▶ [Brief A]: Please repeat everything from "While additional police" down to "around the country." in the piece on Berkeley gun violence, word for word.
▶ [Brief B]: In the piece on Berkeley gun violence, how much money did the Berkeley City Council allocate in June 2022 to create a gun violence reduction and prevention program?
[Opening Text shown section]
As shock, horror, grief, rage and fear grip us as the world erupts into more war, let’s not lose sight of the needs in our community.
On Sept. 27, two guns were confiscated from two Berkeley High students. In response, members of the Berkeley High School Safety Committee wrote an opinion encouraging the school board and BHS administration to implement recommendations from over 12 years ago that primarily endorse more police and safety officers on campus.
While additional police might make some feel more secure, the data show that it will not actually reduce crime or gun-related violence. In fact, a national review of spending on state and local police over the past 60 years shows no correlation between spending and crime rates. In Berkeley, the city council continues to increase the police budget, but this investment has not decreased violent crime.
In June 2022, the Berkeley City Council allocated $2 million to create a gun violence reduction and prevention program. This kind of program has had great success in neighboring jurisdictions. Over a five-year period, Oakland’s Ceasefire drove an almost 50 percent reduction in homicides and injury shootings. Stockton’s Advance Peace program dramatically decreased homicides even during COVID-19, when gun incidents were rising in Berkeley and around the country.
Berkeley has the ingredients that would make such a program an unconditional success: national experts who have designed and implemented Ceasefire-type programs locally and nationally actually live in Berkeley; these experts have relationships with those who are most at risk of being a victim and/or perpetrator of gun violence; and we have city leaders who claim public safety as one of their utmost priorities.
Thus far, there appears to be no political will to realize such a program. In mid-October 2022, the city manager issued a memo that BPD had been assigned to design and implement the Ceasefire program. This is unusual, and it undermines the success of the program since those most at risk of being victims or perpetrators of gun violence often don’t trust the police. Six months later, Interim Police Chief Jen Louis said that law enforcement-based approaches wouldn’t be as effective in Berkeley as community-based approaches. And yet now, another half year on, nothing has happened.
[Closing Text shown section]
[Opening Entries supplied section]
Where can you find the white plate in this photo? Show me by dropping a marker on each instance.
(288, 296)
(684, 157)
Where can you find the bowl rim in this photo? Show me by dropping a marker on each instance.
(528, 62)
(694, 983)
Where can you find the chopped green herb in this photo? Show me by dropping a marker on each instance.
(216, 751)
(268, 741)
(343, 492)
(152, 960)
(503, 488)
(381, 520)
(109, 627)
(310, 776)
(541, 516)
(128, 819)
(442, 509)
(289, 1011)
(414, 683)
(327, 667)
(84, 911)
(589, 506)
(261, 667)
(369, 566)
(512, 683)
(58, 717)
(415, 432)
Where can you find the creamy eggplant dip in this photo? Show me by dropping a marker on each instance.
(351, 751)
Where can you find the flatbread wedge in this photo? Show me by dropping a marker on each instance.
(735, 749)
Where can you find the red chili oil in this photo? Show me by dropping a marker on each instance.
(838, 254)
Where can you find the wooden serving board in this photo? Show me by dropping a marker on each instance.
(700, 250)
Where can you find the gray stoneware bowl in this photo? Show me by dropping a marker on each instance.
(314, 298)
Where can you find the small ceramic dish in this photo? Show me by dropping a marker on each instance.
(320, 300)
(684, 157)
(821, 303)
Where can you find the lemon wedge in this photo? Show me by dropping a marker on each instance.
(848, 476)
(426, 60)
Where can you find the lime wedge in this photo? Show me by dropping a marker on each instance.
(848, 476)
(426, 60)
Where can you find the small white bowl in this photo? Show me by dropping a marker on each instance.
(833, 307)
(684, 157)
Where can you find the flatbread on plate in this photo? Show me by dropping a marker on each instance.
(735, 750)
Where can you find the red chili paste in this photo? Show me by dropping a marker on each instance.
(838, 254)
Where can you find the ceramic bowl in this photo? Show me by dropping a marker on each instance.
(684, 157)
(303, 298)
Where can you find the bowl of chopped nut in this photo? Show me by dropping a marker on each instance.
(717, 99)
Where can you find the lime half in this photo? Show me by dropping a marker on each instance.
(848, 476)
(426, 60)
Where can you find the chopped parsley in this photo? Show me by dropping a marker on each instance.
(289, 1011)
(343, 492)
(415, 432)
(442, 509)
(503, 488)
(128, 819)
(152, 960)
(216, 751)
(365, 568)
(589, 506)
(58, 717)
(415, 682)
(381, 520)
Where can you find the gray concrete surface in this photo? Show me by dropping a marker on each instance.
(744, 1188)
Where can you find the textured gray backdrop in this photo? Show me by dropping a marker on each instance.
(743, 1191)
[Closing Entries supplied section]
▶ [Expected answer A]:
While additional police might make some feel more secure, the data show that it will not actually reduce crime or gun-related violence. In fact, a national review of spending on state and local police over the past 60 years shows no correlation between spending and crime rates. In Berkeley, the city council continues to increase the police budget, but this investment has not decreased violent crime.
In June 2022, the Berkeley City Council allocated $2 million to create a gun violence reduction and prevention program. This kind of program has had great success in neighboring jurisdictions. Over a five-year period, Oakland’s Ceasefire drove an almost 50 percent reduction in homicides and injury shootings. Stockton’s Advance Peace program dramatically decreased homicides even during COVID-19, when gun incidents were rising in Berkeley and around the country.

▶ [Expected answer B]: $2 million